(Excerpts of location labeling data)

* START *

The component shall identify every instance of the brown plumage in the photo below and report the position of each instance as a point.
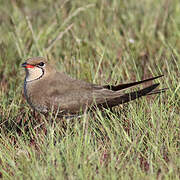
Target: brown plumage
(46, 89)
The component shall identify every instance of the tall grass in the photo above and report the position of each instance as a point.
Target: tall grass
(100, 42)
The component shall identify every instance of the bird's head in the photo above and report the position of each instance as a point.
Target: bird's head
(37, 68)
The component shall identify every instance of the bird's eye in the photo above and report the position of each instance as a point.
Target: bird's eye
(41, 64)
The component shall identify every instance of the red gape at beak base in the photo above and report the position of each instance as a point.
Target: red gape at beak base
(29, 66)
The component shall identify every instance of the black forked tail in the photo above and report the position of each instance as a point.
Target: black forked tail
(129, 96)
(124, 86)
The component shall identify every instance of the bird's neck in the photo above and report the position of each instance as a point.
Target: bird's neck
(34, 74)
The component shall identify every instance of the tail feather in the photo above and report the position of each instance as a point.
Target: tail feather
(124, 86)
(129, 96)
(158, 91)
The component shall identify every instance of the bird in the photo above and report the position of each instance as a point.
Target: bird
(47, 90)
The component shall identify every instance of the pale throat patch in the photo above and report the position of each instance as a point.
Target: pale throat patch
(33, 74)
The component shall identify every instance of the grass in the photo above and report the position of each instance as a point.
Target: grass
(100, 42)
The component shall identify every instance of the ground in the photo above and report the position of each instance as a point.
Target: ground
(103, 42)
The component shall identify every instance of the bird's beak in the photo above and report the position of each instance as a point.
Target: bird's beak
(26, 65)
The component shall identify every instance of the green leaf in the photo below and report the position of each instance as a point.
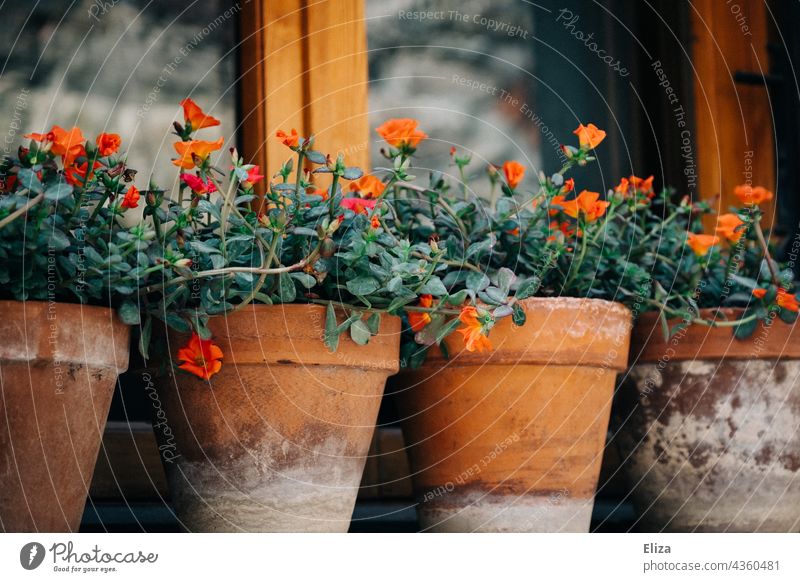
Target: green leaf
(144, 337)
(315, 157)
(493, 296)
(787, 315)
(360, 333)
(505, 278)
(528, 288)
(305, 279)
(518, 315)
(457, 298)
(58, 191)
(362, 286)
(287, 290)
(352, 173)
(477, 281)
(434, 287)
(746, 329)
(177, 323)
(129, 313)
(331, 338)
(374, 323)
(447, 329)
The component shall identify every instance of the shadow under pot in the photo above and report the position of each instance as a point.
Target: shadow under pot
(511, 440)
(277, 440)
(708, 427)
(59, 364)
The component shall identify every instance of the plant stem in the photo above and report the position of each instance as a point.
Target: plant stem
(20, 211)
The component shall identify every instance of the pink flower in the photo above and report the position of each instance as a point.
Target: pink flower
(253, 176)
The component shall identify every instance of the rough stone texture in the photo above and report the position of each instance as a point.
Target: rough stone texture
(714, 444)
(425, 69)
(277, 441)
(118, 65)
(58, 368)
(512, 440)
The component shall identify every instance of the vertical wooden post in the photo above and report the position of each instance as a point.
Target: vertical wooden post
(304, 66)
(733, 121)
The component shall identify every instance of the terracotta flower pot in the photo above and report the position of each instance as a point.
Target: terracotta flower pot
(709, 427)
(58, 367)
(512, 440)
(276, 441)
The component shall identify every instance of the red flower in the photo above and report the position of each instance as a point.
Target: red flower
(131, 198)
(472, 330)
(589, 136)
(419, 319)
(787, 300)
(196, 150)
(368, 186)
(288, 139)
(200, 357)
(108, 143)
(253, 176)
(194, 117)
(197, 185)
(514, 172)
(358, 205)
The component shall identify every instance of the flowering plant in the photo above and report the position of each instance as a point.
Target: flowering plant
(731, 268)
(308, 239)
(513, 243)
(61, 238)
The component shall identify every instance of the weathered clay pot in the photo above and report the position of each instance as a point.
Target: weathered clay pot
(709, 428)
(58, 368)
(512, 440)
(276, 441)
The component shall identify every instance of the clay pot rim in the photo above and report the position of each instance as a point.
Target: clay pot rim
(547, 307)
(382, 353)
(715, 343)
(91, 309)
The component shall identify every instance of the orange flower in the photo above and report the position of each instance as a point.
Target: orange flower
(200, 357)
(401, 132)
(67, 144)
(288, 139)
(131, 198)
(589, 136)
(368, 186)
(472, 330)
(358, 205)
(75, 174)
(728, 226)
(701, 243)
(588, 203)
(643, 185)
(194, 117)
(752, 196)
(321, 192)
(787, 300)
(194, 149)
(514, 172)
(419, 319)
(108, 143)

* END *

(The exercise) Render the lines of all the items above as a numbered list, leaving out blank lines and omitting the pictures.

(Task response)
1. The component shall identify every instance of the brown plumage in the photo below and report the position of each instance as a point.
2. Target: brown plumage
3. (46, 89)
4. The component shall identify every instance of the tall grass in the photo above and report the position of each instance as a point.
5. Target: tall grass
6. (100, 42)
7. The component shall identify every instance of the bird's head in the photo above and report the position of each instance as a point.
8. Target: bird's head
9. (37, 68)
10. The component shall identify every instance of the bird's eye in the photo above and report the position of each instance as a point.
11. Target: bird's eye
12. (41, 64)
13. The component shall identify every instance of the red gape at beak base in the photo above and report the position of each instance as a point.
14. Target: red gape at beak base
15. (29, 66)
16. The component shall identify every instance of the black forked tail in the photo above and report the position of each instance as a point.
17. Target: black forked tail
18. (129, 96)
19. (124, 86)
20. The component shall identify every instance of the bird's neck in the photo above and report the position of each instance as a point.
21. Target: bird's neck
22. (34, 74)
23. The component shall identify every instance of the tail feather in the photo above and report the position of each instance as a point.
24. Target: tail feather
25. (124, 86)
26. (129, 96)
27. (158, 91)
28. The component shall identify every instance of the bird in the photo above and report the position of each instance as a point.
29. Target: bird
30. (47, 90)
31. The component shall identify every instance of the pale throat patch in the photo above and report the position of each instance as a point.
32. Target: pale throat patch
33. (33, 74)
34. The component shall identify every instance of the grass in the photo above and report the position of each instance as a point.
35. Target: grass
36. (100, 42)
37. The component shall identify every instance of the ground in the photo above and report the position of each instance as a point.
38. Target: ground
39. (103, 42)
40. The component shall identify every instance of the bird's beak in the photo above and report the position of each instance as a point.
41. Target: bird's beak
42. (26, 65)
43. The component shall identify every instance of the green leaf in the photo below and report the position of each instance as a point.
44. Target: green leaf
45. (144, 337)
46. (315, 157)
47. (493, 296)
48. (787, 315)
49. (360, 333)
50. (505, 278)
51. (528, 288)
52. (305, 279)
53. (518, 315)
54. (457, 298)
55. (58, 191)
56. (362, 286)
57. (287, 290)
58. (352, 173)
59. (477, 281)
60. (434, 287)
61. (746, 329)
62. (177, 323)
63. (129, 313)
64. (331, 338)
65. (374, 323)
66. (447, 329)
67. The component shall identify every instance of the shadow under pot in the photo above and report the position of each instance as a point.
68. Target: shadow under pot
69. (511, 440)
70. (277, 440)
71. (708, 427)
72. (59, 364)
73. The component shall identify every instance of the plant stem in the photo above and report the position of each instance as a point.
74. Target: plant stem
75. (20, 211)
76. The component shall identify every instance of the pink flower in the photo above and report the position of each instance as a point.
77. Target: pink flower
78. (253, 176)
79. The component shall identify every instance of the rough stone texture in the photo above and report the position of each instance as a point.
80. Target: rough stone texture
81. (714, 444)
82. (425, 69)
83. (277, 441)
84. (118, 65)
85. (58, 368)
86. (512, 440)
87. The component shall identify every instance of the vertical wooden post in the photo above and report the position of each instance as a point.
88. Target: vertical wooden post
89. (304, 66)
90. (733, 121)
91. The component shall identify every instance of the terracotta flower pot in the photo above and report the position of each instance as a point.
92. Target: terracotta flower pot
93. (709, 427)
94. (58, 367)
95. (512, 440)
96. (276, 441)
97. The component shall identify every instance of the red flower in the photo above and report the position of each instance as a point.
98. Target: red flower
99. (131, 198)
100. (472, 330)
101. (589, 136)
102. (419, 319)
103. (787, 300)
104. (196, 150)
105. (368, 186)
106. (288, 139)
107. (200, 357)
108. (108, 143)
109. (253, 176)
110. (194, 117)
111. (197, 185)
112. (514, 172)
113. (358, 205)
114. The component shall identify every instance of the flowering plant in the photo above and report the position of each instance as a point.
115. Target: flowering plant
116. (731, 268)
117. (308, 239)
118. (513, 243)
119. (61, 238)
120. The component shall identify every instance of the weathered clay pot in the photo above and report the position of each instance as a point.
121. Target: weathered clay pot
122. (709, 428)
123. (58, 368)
124. (512, 440)
125. (276, 441)
126. The component shall identify every instance of the clay pot rim in the photo above and report the position of each instance as a point.
127. Target: clay pot rim
128. (547, 307)
129. (382, 353)
130. (715, 343)
131. (91, 309)
132. The component shall identify every instance of the orange flower in the photo above and report the position of each instance as a point.
133. Target: orange flower
134. (200, 357)
135. (401, 132)
136. (67, 144)
137. (288, 139)
138. (131, 198)
139. (589, 136)
140. (368, 186)
141. (472, 330)
142. (358, 205)
143. (75, 174)
144. (728, 226)
145. (701, 243)
146. (588, 203)
147. (643, 185)
148. (194, 117)
149. (752, 196)
150. (321, 192)
151. (787, 300)
152. (194, 149)
153. (514, 172)
154. (419, 319)
155. (108, 143)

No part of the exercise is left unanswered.